--- START OF Records supplied ---

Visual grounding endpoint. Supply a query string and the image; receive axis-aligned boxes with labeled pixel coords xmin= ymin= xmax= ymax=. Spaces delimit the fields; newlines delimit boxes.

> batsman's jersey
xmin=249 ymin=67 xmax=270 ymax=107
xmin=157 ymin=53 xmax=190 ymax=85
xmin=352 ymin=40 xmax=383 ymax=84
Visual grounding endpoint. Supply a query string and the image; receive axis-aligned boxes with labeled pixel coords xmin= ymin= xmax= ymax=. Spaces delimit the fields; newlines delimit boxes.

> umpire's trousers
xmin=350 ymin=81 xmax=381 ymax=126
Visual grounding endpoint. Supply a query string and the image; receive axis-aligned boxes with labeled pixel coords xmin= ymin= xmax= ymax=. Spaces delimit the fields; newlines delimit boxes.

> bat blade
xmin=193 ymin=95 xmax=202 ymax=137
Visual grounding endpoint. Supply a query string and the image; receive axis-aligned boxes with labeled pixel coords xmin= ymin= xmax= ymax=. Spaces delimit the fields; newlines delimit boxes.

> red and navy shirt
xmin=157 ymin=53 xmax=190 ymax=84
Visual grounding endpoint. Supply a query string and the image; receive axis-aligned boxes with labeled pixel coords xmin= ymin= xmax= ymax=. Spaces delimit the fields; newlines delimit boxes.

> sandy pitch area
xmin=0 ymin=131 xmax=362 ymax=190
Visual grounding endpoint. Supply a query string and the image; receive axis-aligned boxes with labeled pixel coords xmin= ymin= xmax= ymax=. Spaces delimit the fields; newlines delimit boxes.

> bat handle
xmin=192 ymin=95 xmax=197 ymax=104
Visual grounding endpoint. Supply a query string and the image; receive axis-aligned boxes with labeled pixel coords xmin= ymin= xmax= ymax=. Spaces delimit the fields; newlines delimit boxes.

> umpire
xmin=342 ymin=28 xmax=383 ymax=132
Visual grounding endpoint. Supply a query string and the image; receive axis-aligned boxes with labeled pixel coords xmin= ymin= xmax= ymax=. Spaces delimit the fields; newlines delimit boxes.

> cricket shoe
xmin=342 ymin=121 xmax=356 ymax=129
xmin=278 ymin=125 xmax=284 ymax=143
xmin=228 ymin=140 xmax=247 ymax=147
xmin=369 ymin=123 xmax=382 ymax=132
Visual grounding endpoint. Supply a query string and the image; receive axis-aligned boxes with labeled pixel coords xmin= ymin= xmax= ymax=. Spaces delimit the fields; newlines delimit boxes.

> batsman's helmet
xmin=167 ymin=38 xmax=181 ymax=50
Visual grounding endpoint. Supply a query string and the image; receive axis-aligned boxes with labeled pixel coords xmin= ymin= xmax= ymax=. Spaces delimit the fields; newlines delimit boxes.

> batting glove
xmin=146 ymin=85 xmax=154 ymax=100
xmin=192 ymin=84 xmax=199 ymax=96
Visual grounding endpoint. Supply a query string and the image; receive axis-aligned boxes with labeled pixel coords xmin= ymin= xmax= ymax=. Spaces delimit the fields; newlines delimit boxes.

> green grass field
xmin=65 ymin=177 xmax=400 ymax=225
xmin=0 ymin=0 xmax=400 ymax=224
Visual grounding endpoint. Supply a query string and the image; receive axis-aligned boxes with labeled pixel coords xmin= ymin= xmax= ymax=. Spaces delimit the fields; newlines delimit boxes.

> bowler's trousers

--- END OF Records supplied ---

§ Task goal
Extract every line of the material above that contains the string "trousers", treating uppercase and lowercase as different.

§ Solution to the problem
> umpire's trousers
> bowler's trousers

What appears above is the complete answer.